Contour annotation records
────────────────

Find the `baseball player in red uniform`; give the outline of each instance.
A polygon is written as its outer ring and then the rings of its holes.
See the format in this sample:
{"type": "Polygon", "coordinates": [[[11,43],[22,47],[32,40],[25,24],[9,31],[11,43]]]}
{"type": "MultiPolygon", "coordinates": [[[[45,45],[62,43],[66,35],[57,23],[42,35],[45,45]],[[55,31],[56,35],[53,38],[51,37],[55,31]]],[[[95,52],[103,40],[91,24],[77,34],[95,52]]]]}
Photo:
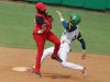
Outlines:
{"type": "MultiPolygon", "coordinates": [[[[57,13],[58,13],[58,16],[61,17],[62,24],[65,28],[65,31],[62,34],[61,48],[58,50],[58,55],[63,60],[63,62],[61,62],[61,65],[65,68],[80,70],[82,75],[86,77],[87,75],[87,67],[67,61],[67,55],[70,51],[72,42],[74,42],[75,39],[78,39],[81,44],[81,48],[82,48],[81,59],[86,58],[86,43],[85,43],[84,38],[81,37],[80,31],[78,28],[78,24],[80,23],[80,16],[76,13],[70,14],[69,22],[67,23],[63,19],[62,13],[59,11],[57,11],[57,13]]],[[[50,47],[50,48],[45,49],[43,52],[42,59],[41,59],[41,63],[44,61],[44,59],[47,56],[52,56],[53,51],[54,51],[54,47],[50,47]]],[[[33,71],[34,67],[28,68],[28,69],[29,69],[29,71],[33,71]]]]}
{"type": "Polygon", "coordinates": [[[52,59],[59,62],[63,60],[58,57],[57,51],[61,46],[61,40],[51,32],[53,17],[46,12],[46,4],[37,2],[35,4],[37,12],[35,13],[35,26],[33,31],[33,38],[37,46],[37,55],[35,61],[35,75],[41,77],[41,58],[44,51],[44,45],[46,40],[55,44],[55,48],[52,55],[52,59]]]}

────────────────

■ Problem to work on ■
Images in the data above are to be skipped. Retype all other material exactly.

■ Worked solution ■
Find the `baseball player in red uniform`; give the outline of each instance.
A polygon is written as its outer ring and then the rings of its holes.
See the format in this sample:
{"type": "Polygon", "coordinates": [[[11,43],[22,47],[32,40],[25,24],[9,31],[11,43]]]}
{"type": "MultiPolygon", "coordinates": [[[[45,45],[62,43],[66,35],[57,23],[42,35],[45,45]],[[55,31],[56,35],[53,38],[51,37],[55,31]]],[[[95,52],[103,40],[91,24],[77,34],[95,52]]]]}
Photo:
Outlines:
{"type": "MultiPolygon", "coordinates": [[[[57,13],[58,13],[58,16],[61,17],[62,24],[65,28],[65,31],[62,34],[61,48],[58,50],[58,55],[63,60],[63,62],[61,62],[61,65],[65,68],[80,70],[82,75],[86,77],[87,75],[87,67],[67,61],[67,55],[70,51],[72,42],[74,42],[75,39],[78,39],[81,44],[81,48],[82,48],[81,59],[86,58],[86,43],[85,43],[84,38],[81,37],[80,31],[78,28],[78,24],[80,23],[80,16],[76,13],[70,14],[69,22],[67,23],[63,19],[62,13],[59,11],[57,11],[57,13]]],[[[50,47],[50,48],[45,49],[43,52],[42,59],[41,59],[41,63],[44,61],[44,59],[47,56],[52,56],[53,51],[54,51],[54,47],[50,47]]],[[[33,71],[34,67],[28,68],[28,69],[29,69],[29,71],[33,71]]]]}
{"type": "Polygon", "coordinates": [[[52,59],[59,62],[63,60],[58,57],[57,51],[61,46],[61,40],[51,32],[53,17],[46,12],[46,4],[37,2],[35,4],[37,12],[35,13],[35,26],[33,31],[33,38],[37,46],[37,55],[35,61],[35,75],[41,77],[41,58],[44,51],[44,45],[46,40],[55,44],[55,48],[52,55],[52,59]]]}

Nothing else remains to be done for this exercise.